Nothing but the lines from the one containing "Mark every instance of the car headlight" to the end of the data should be returned, each exactly as written.

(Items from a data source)

⁂

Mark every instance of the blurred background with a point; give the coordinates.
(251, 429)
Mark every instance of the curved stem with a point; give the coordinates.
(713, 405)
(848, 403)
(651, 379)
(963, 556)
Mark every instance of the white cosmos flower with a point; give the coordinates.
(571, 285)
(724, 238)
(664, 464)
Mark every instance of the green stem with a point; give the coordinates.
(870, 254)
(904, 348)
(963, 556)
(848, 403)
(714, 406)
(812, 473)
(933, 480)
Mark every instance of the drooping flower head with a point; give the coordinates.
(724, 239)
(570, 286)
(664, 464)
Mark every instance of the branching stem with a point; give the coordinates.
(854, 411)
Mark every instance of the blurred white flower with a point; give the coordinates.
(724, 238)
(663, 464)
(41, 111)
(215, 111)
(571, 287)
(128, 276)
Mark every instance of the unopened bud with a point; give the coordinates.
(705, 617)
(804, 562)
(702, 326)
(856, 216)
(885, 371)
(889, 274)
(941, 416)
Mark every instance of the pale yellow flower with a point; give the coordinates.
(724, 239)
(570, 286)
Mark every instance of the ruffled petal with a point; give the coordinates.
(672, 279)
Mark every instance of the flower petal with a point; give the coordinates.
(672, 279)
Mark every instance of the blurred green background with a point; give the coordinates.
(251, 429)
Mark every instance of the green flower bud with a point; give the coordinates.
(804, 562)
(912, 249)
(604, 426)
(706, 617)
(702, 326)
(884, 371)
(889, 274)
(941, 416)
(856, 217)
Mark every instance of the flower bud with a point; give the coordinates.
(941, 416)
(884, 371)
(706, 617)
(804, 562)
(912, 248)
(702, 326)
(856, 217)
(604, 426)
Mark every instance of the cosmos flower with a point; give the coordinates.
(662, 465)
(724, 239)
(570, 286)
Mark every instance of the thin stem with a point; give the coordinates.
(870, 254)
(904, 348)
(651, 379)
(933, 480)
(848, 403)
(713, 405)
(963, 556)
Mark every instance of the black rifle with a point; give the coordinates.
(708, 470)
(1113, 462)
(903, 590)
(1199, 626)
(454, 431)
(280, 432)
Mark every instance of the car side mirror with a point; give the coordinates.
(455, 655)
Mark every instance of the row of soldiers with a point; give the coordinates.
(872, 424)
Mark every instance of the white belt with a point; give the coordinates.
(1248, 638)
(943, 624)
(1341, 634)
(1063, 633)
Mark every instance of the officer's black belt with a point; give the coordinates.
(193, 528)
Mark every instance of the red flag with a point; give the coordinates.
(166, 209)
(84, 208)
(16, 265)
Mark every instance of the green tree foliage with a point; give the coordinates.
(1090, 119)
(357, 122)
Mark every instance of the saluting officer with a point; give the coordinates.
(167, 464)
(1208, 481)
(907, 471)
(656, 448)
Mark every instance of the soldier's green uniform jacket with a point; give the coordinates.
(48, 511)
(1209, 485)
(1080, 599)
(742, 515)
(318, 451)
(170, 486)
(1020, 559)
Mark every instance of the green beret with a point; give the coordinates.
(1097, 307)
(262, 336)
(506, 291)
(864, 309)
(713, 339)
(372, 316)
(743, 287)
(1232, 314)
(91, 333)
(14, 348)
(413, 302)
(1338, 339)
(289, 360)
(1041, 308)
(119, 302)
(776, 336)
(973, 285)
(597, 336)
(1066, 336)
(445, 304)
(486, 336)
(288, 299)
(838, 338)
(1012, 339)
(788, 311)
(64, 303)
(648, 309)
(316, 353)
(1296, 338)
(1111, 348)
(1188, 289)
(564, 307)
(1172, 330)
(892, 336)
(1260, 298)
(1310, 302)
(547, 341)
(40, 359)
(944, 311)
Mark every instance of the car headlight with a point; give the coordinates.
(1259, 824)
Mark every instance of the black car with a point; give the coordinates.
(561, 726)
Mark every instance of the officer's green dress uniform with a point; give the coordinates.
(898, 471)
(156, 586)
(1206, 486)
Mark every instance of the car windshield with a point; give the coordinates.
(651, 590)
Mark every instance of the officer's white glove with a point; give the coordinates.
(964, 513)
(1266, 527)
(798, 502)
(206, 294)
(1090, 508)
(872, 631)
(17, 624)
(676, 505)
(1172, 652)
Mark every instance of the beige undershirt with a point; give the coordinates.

⁂

Finished task
Mark every instance of the car headlight with a point; give the coordinates.
(1259, 824)
Mark every instance of the black car with a point; give the coordinates.
(561, 726)
Mark every instance of the officer's green dress uniform with a point; give the coordinates.
(898, 471)
(156, 586)
(1206, 486)
Mark every instance of the car windshield with a point; give the coordinates.
(651, 590)
Mark every instance of the officer's white glove with a point; give the coordinates.
(964, 513)
(1266, 527)
(798, 502)
(206, 294)
(1090, 508)
(872, 631)
(17, 624)
(676, 505)
(1172, 652)
Mark every instance of the beige undershirt with a point; give the coordinates.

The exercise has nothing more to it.